▸ PAGE
=======

I took a walk today and beautiful colored leaves covered the sidewalk. I looked around and saw trees glowing with colors of gold, deep red and orange. It struck me how beautiful it is that the leaves transform right before they die. Right when they are about to let go of the life they’ve lived for several months. The leaves survived the spring and summer, through many storms, wind, sun and rain. They’ve held on through so much and are now somewhat threadbare and tired looking. And right when they are about to be dropped and destroyed, they transform into a brilliant beauty. There is something so wise and beautiful in this. It speaks to the transformative, mysterious power of surrender.

When we are tired of resisting and trying to control life, when we are tired of pretending and striving, we start to surrender and let go, either consciously with intention to do so, or just from sheer exhaustion and overwhelm. We start to desire the deep rest and effortlessness of authenticity and the natural ease that comes from feeling held and supported.

=======

▸ SUPPLIED MATERIAL
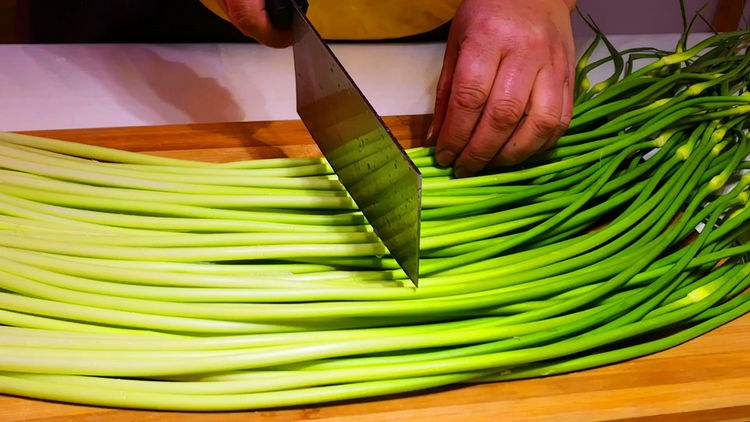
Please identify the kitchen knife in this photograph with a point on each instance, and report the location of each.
(376, 172)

=======

▸ EXERCISE PROMPT
Please name the colors the trees were glowing with in the piece about autumn leaves.

▸ EXERCISE SOLUTION
Gold, deep red and orange.